● **Your objective**:
Without including any images, repeat the data exactly.

Stored data entries
·····

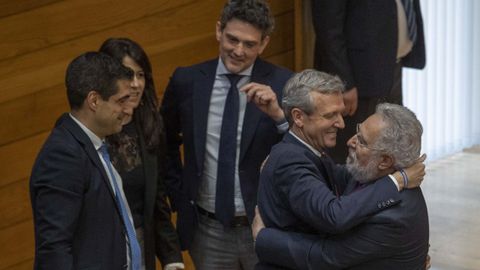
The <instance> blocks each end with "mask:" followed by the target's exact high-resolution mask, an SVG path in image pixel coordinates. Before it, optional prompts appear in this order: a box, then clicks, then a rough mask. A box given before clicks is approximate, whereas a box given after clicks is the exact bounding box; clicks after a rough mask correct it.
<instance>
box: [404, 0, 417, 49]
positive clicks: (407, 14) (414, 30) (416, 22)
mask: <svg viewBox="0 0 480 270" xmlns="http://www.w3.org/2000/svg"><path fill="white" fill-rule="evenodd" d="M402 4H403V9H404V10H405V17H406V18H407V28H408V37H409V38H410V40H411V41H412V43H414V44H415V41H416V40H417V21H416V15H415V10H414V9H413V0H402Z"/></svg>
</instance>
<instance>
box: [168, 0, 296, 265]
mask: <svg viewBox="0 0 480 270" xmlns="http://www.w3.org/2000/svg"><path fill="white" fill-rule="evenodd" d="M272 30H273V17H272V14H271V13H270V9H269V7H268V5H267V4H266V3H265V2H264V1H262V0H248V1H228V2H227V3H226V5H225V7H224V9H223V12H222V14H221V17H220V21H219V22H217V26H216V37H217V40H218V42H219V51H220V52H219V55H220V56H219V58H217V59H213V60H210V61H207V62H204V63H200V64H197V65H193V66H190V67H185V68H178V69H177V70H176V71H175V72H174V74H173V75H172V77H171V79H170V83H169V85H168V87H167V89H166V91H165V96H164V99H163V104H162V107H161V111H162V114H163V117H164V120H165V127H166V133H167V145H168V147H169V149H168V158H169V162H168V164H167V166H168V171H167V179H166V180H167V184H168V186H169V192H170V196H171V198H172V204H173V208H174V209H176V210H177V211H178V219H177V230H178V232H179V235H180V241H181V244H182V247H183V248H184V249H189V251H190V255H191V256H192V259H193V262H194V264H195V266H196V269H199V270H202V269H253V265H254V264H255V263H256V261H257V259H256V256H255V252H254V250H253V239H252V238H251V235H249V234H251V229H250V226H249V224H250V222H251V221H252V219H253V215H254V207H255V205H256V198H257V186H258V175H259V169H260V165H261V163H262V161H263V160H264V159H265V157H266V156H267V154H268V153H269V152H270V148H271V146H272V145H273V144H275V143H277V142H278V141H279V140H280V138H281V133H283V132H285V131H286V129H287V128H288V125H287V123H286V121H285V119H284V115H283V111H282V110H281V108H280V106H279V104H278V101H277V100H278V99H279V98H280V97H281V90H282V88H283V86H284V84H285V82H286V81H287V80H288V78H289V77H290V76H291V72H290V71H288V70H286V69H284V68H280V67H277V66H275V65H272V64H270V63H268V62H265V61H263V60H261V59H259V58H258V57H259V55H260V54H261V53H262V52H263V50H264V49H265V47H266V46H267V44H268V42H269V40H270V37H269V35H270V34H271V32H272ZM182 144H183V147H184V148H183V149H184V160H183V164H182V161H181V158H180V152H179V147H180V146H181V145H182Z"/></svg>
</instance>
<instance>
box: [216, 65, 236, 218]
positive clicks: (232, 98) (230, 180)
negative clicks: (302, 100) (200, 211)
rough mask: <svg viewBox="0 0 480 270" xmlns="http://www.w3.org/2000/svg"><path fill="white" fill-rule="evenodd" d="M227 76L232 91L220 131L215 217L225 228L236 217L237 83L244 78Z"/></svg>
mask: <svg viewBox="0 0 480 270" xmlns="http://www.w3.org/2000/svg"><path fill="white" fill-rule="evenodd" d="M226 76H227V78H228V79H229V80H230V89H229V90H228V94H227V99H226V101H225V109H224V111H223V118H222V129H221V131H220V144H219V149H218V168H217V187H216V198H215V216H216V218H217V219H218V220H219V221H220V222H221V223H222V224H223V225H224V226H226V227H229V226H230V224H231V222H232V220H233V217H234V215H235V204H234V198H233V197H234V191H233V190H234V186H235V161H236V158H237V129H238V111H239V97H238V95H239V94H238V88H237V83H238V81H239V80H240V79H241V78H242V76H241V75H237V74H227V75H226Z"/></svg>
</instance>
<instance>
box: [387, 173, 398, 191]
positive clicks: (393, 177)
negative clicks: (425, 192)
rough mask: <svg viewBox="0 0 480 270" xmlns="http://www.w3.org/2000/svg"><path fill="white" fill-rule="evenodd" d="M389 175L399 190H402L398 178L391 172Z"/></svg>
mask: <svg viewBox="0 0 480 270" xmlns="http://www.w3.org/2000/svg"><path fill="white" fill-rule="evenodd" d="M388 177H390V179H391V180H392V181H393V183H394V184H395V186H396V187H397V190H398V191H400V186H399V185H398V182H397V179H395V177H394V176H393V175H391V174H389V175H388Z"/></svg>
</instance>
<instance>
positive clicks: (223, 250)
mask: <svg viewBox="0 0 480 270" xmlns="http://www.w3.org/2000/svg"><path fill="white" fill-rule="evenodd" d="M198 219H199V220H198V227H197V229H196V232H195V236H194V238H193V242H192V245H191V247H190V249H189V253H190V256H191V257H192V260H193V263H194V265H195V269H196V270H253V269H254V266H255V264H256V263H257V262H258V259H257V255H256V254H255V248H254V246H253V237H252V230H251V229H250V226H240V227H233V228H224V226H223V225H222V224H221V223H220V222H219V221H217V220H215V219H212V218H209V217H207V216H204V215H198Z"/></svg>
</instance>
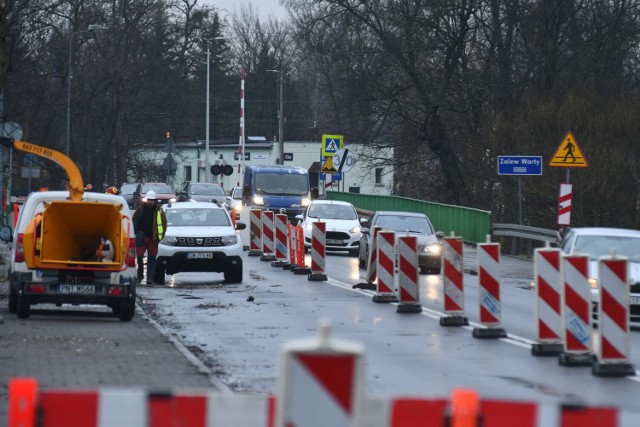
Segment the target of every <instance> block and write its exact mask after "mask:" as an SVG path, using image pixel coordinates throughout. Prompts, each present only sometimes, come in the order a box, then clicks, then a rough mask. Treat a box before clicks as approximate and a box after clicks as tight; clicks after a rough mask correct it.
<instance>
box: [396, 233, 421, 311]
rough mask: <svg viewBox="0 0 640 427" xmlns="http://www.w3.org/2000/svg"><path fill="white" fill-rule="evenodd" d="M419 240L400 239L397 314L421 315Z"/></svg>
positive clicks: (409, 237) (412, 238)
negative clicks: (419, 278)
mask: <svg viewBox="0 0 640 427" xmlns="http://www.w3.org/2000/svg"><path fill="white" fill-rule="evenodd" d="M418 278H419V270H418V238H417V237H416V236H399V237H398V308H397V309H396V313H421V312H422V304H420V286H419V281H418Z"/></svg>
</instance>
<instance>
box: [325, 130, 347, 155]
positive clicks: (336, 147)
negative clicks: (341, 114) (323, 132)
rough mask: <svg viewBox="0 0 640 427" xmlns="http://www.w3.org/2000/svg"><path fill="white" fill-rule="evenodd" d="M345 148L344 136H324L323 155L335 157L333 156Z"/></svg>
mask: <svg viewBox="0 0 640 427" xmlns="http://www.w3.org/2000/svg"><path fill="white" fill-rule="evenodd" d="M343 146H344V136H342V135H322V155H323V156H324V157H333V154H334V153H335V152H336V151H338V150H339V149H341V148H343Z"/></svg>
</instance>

·····

● **Problem solution**:
The <instance> blocks each end with "mask:" followed by the target's exact high-resolution mask, an SVG path in image pixel coordinates. Before it, optional prompts appear in this order: a box, then clicks, then a rough mask. A box given before clicks is approximate, whereas a box given after clicks is the exact bounding box; clicks after a rough mask correct it.
<instance>
box: [404, 0, 417, 49]
positive clicks: (407, 14) (414, 30) (416, 22)
mask: <svg viewBox="0 0 480 270" xmlns="http://www.w3.org/2000/svg"><path fill="white" fill-rule="evenodd" d="M402 4H403V9H404V10H405V17H406V18H407V28H408V37H409V38H410V40H411V41H412V43H414V44H415V41H416V40H417V21H416V15H415V10H414V9H413V0H402Z"/></svg>
</instance>
<instance>
box: [168, 0, 296, 265]
mask: <svg viewBox="0 0 480 270" xmlns="http://www.w3.org/2000/svg"><path fill="white" fill-rule="evenodd" d="M272 30H273V17H272V14H271V13H270V9H269V7H268V5H267V4H266V3H265V2H264V1H262V0H248V1H228V2H227V3H226V5H225V7H224V9H223V12H222V14H221V17H220V21H219V22H217V26H216V37H217V40H218V42H219V51H220V52H219V55H220V56H219V58H217V59H213V60H210V61H207V62H204V63H200V64H197V65H193V66H190V67H185V68H178V69H177V70H176V71H175V72H174V74H173V75H172V77H171V79H170V83H169V85H168V87H167V89H166V91H165V96H164V99H163V104H162V107H161V111H162V114H163V117H164V120H165V127H166V133H167V145H168V147H169V149H168V158H169V162H168V164H167V166H168V171H167V179H166V180H167V184H168V186H169V192H170V196H171V198H172V204H173V208H174V209H176V210H177V211H178V219H177V230H178V232H179V235H180V241H181V244H182V247H183V248H184V249H189V251H190V255H191V256H192V259H193V262H194V264H195V266H196V269H199V270H202V269H253V265H254V264H255V263H256V261H257V259H256V256H255V252H254V250H253V239H252V238H251V235H249V234H251V229H250V226H249V224H250V222H251V221H252V219H253V215H254V207H255V205H256V198H257V186H258V175H259V169H260V165H261V163H262V161H263V160H264V159H265V157H266V156H267V154H268V153H269V152H270V148H271V146H272V145H273V144H275V143H277V142H278V141H279V140H280V138H281V133H283V132H285V131H286V129H287V128H288V125H287V123H286V121H285V119H284V115H283V111H282V110H281V108H280V106H279V104H278V101H277V100H278V99H279V98H280V97H281V90H282V88H283V86H284V84H285V82H286V81H287V80H288V78H289V77H290V76H291V72H290V71H288V70H286V69H284V68H280V67H277V66H275V65H272V64H270V63H268V62H265V61H263V60H261V59H259V58H258V57H259V55H260V54H261V53H262V52H263V50H264V49H265V47H266V46H267V44H268V42H269V40H270V37H269V35H270V34H271V32H272ZM182 144H183V147H184V148H183V149H184V160H183V164H182V161H181V158H180V152H179V147H180V146H181V145H182Z"/></svg>
</instance>
<instance>
box: [216, 65, 236, 218]
positive clicks: (232, 98) (230, 180)
negative clicks: (302, 100) (200, 211)
rough mask: <svg viewBox="0 0 480 270" xmlns="http://www.w3.org/2000/svg"><path fill="white" fill-rule="evenodd" d="M227 76L232 91L220 131L215 217L225 228L236 217L237 83L244 78Z"/></svg>
mask: <svg viewBox="0 0 480 270" xmlns="http://www.w3.org/2000/svg"><path fill="white" fill-rule="evenodd" d="M226 76H227V78H228V79H229V80H230V89H229V90H228V94H227V99H226V101H225V109H224V111H223V118H222V129H221V131H220V144H219V149H218V168H217V187H216V198H215V216H216V218H217V219H218V220H219V221H220V222H221V223H222V224H223V225H224V226H226V227H229V226H230V224H231V222H232V220H233V217H234V215H235V204H234V198H233V197H234V191H233V190H234V186H235V161H236V158H237V129H238V111H239V97H238V95H239V94H238V88H237V83H238V81H239V80H240V79H241V78H242V76H241V75H237V74H227V75H226Z"/></svg>
</instance>
<instance>
box: [387, 173, 398, 191]
positive clicks: (393, 177)
negative clicks: (425, 192)
rough mask: <svg viewBox="0 0 480 270" xmlns="http://www.w3.org/2000/svg"><path fill="white" fill-rule="evenodd" d="M389 175L399 190H402L398 178L391 172Z"/></svg>
mask: <svg viewBox="0 0 480 270" xmlns="http://www.w3.org/2000/svg"><path fill="white" fill-rule="evenodd" d="M388 177H390V179H391V180H392V181H393V183H394V184H395V186H396V187H397V190H398V191H400V186H399V185H398V182H397V179H395V177H394V176H393V175H391V174H389V175H388Z"/></svg>
</instance>
<instance>
positive clicks: (223, 250)
mask: <svg viewBox="0 0 480 270" xmlns="http://www.w3.org/2000/svg"><path fill="white" fill-rule="evenodd" d="M198 219H199V220H198V227H197V229H196V232H195V236H194V238H193V242H192V245H191V247H190V249H189V253H190V256H191V257H192V260H193V263H194V265H195V269H196V270H253V269H254V266H255V264H256V263H257V262H258V259H257V255H256V254H255V248H254V246H253V237H252V230H251V229H250V226H240V227H233V228H224V226H223V225H222V224H221V223H220V222H219V221H217V220H215V219H212V218H209V217H207V216H204V215H198Z"/></svg>
</instance>
Segment the target of every <instance> block and write its exact mask after "mask:" as an SVG path, using image pixel coordinates throughout. Prompts, each present only sometimes, come in the order a box, then clicks, then a rough mask. Treat a box before clicks as approximate and a box after clicks as tight; clicks after a rough mask correct it.
<instance>
box: [396, 233, 421, 311]
rough mask: <svg viewBox="0 0 640 427" xmlns="http://www.w3.org/2000/svg"><path fill="white" fill-rule="evenodd" d="M419 240L400 239L397 314L421 315Z"/></svg>
positive clicks: (409, 237) (412, 238)
negative clicks: (419, 278)
mask: <svg viewBox="0 0 640 427" xmlns="http://www.w3.org/2000/svg"><path fill="white" fill-rule="evenodd" d="M418 278H419V270H418V238H417V237H416V236H399V237H398V308H397V309H396V313H421V312H422V304H420V286H419V281H418Z"/></svg>
</instance>
<instance>
box: [325, 130, 347, 155]
positive clicks: (336, 147)
negative clicks: (341, 114) (323, 132)
rough mask: <svg viewBox="0 0 640 427" xmlns="http://www.w3.org/2000/svg"><path fill="white" fill-rule="evenodd" d="M345 148L344 136H324L323 155L335 157L333 156Z"/></svg>
mask: <svg viewBox="0 0 640 427" xmlns="http://www.w3.org/2000/svg"><path fill="white" fill-rule="evenodd" d="M343 146H344V136H342V135H322V155H323V156H324V157H333V154H334V153H335V152H336V151H338V150H339V149H341V148H343Z"/></svg>
</instance>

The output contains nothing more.